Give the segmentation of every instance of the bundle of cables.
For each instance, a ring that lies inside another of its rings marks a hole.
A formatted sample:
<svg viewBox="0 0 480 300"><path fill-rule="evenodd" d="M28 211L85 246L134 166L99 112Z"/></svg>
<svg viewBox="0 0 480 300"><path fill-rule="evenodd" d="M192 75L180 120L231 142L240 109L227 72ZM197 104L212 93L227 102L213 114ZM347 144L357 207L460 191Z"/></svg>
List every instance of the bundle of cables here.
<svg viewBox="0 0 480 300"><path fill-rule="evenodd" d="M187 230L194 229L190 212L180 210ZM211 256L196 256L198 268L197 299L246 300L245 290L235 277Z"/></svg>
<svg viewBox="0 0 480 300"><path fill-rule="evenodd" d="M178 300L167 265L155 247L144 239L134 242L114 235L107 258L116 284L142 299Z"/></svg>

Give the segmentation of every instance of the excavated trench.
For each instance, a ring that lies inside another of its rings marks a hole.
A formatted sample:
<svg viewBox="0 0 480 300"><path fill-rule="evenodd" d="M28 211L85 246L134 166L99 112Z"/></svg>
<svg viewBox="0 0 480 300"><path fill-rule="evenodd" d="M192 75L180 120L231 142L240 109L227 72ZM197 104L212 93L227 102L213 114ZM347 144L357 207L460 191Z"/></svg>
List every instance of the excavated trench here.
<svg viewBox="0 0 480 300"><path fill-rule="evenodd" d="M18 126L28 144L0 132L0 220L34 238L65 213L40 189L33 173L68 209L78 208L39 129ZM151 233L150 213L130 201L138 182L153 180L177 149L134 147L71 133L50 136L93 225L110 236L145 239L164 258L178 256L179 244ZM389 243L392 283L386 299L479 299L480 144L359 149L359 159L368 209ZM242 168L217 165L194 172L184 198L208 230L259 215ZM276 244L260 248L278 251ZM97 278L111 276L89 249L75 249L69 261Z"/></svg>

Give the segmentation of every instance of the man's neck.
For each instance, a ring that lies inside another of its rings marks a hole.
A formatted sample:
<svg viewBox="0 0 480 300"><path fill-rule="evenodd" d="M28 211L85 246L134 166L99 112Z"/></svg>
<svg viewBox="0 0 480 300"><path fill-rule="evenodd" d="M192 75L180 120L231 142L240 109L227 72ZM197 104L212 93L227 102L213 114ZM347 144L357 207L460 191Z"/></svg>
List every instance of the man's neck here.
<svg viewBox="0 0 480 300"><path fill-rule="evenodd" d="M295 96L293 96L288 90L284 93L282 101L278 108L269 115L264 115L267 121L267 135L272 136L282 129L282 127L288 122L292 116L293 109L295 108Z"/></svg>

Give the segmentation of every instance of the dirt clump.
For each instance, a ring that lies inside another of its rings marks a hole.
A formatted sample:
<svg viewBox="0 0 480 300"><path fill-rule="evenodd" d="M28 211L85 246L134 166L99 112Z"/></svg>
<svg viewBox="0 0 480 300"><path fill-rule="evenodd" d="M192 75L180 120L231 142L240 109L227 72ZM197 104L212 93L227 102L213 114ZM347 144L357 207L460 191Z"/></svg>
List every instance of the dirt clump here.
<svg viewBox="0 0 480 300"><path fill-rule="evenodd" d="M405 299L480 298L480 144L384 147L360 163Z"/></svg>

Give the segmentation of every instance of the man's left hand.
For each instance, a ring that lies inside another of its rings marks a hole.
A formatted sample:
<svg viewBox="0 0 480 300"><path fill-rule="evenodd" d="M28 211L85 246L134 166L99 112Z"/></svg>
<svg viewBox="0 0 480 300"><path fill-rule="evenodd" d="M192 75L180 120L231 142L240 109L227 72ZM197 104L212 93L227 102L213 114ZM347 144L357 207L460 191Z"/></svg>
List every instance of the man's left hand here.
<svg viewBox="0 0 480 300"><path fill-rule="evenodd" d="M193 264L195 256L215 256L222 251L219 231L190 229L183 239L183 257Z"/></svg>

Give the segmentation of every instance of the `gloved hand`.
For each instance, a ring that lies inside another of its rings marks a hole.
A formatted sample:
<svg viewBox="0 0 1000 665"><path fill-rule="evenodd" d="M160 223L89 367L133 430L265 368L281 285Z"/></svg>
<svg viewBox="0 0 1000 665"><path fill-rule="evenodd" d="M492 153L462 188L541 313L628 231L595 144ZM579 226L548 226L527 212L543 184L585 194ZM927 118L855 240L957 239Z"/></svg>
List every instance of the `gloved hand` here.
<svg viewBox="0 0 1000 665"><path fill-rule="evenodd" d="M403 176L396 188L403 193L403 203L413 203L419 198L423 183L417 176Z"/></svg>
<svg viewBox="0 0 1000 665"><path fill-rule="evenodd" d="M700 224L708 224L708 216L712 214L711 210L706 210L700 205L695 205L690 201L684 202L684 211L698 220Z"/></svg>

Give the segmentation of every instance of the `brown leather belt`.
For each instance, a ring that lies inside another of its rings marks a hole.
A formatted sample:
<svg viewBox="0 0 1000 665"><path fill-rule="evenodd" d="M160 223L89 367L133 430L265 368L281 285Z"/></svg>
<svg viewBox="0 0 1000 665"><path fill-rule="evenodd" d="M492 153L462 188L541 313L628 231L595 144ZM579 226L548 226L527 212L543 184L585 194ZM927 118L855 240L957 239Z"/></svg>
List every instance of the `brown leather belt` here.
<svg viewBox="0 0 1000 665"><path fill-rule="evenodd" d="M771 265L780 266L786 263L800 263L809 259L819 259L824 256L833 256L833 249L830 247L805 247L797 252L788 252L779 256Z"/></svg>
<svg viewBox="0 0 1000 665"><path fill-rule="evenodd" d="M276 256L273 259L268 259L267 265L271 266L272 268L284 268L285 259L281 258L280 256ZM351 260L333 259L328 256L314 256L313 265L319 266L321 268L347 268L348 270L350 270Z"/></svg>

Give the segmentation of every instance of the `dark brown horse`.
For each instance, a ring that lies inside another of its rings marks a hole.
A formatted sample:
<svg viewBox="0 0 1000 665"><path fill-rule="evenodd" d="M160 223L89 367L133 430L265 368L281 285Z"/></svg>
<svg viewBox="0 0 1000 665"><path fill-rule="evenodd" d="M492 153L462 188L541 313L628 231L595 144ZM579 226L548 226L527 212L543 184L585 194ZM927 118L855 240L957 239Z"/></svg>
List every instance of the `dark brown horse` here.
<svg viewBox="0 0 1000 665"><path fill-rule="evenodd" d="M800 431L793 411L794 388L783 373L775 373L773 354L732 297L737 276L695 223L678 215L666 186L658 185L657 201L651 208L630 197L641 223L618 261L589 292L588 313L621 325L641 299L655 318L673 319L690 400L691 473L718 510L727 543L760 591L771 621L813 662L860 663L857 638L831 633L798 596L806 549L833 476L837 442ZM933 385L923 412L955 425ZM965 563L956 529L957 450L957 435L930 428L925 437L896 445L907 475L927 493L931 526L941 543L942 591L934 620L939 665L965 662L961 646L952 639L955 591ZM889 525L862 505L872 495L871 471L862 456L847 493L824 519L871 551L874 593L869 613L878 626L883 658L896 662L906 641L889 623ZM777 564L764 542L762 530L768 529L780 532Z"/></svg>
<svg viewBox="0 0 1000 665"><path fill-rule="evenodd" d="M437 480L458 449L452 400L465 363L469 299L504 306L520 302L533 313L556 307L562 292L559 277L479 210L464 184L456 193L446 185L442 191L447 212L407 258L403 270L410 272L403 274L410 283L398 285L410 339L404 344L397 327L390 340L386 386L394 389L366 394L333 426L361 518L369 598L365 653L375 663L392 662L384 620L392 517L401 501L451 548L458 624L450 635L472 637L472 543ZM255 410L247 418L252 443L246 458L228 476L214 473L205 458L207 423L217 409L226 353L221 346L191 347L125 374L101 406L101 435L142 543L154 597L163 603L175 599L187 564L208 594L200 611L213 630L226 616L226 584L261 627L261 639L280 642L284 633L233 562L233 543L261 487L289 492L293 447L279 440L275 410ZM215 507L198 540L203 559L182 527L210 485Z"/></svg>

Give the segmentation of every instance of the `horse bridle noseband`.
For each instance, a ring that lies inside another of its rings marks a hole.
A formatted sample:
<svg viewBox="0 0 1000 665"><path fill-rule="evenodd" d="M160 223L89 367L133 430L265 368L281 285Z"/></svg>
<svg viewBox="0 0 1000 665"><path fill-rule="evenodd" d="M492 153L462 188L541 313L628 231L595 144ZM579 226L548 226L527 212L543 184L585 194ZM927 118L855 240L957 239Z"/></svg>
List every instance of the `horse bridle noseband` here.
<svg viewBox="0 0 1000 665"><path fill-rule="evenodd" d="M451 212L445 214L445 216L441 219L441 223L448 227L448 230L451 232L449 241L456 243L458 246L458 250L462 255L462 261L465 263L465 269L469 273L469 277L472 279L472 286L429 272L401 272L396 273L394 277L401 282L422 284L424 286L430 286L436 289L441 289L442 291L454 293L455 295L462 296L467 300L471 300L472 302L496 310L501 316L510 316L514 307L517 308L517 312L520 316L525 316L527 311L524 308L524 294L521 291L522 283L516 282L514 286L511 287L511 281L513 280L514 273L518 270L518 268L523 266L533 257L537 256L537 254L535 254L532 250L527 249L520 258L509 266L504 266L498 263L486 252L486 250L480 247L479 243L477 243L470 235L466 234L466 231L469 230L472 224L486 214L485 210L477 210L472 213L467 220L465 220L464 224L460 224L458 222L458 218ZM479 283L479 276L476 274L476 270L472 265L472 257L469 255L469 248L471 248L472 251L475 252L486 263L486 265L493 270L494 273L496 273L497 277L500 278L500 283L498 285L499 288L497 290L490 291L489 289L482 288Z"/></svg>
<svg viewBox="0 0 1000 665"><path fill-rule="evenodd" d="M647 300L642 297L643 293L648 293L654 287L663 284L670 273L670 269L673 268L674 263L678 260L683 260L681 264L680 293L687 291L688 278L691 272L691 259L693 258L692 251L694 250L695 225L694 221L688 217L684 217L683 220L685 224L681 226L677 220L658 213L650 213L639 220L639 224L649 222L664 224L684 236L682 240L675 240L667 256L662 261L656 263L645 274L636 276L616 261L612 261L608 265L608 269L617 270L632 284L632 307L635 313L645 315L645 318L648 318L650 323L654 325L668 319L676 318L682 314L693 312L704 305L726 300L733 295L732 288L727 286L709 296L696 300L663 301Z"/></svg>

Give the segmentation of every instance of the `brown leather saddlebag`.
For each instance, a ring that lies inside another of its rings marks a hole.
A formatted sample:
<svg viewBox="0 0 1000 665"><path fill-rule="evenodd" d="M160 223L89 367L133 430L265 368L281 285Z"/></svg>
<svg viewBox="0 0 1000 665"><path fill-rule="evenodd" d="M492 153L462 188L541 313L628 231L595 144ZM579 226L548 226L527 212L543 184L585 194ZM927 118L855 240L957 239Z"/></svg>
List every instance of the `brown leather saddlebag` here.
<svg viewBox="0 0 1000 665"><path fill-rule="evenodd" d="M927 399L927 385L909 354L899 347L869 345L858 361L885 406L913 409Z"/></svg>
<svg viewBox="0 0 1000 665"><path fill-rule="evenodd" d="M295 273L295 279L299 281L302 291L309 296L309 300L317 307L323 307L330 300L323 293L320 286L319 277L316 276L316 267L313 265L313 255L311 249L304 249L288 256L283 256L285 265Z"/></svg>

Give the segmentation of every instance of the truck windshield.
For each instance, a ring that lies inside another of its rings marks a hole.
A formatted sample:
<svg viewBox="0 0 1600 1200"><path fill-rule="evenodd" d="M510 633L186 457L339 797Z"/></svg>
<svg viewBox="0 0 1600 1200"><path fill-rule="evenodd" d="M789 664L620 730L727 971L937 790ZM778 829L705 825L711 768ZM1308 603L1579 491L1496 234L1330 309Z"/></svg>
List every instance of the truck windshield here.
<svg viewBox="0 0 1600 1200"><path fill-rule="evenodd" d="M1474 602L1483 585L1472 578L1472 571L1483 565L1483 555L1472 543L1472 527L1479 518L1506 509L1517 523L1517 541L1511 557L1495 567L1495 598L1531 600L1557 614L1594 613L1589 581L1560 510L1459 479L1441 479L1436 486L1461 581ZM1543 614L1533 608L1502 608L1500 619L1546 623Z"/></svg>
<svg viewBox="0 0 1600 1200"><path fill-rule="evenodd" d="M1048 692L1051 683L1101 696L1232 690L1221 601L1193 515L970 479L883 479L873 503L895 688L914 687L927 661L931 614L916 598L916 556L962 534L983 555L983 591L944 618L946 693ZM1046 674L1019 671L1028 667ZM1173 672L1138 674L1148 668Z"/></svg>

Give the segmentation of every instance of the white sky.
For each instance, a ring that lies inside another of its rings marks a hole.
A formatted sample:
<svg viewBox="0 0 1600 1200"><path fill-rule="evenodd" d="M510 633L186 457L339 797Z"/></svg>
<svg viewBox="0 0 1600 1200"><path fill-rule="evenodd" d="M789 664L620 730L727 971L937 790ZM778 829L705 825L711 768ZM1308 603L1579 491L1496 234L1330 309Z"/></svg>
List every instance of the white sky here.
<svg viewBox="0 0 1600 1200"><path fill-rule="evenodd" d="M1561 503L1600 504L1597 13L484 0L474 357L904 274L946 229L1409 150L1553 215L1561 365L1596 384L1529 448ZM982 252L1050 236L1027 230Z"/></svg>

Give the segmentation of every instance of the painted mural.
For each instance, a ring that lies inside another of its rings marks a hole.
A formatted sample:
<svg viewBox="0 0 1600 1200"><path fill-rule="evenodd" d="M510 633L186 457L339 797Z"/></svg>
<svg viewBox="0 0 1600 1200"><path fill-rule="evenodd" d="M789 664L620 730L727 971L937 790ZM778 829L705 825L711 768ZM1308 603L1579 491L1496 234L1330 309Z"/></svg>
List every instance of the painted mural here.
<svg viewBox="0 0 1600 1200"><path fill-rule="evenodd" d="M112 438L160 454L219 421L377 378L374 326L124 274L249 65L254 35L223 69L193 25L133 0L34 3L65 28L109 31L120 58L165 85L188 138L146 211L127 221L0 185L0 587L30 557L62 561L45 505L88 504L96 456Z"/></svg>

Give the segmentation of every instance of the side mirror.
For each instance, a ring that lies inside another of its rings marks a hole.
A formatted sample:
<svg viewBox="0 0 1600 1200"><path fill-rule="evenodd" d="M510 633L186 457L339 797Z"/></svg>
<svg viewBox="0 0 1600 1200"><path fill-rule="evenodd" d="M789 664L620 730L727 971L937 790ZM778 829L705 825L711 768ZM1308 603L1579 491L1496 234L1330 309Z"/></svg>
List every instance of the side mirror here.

····················

Within the material above, find the lines that contain the word "mirror"; copy them.

Give the segmentation of every instance of the side mirror.
List every instance of the side mirror here.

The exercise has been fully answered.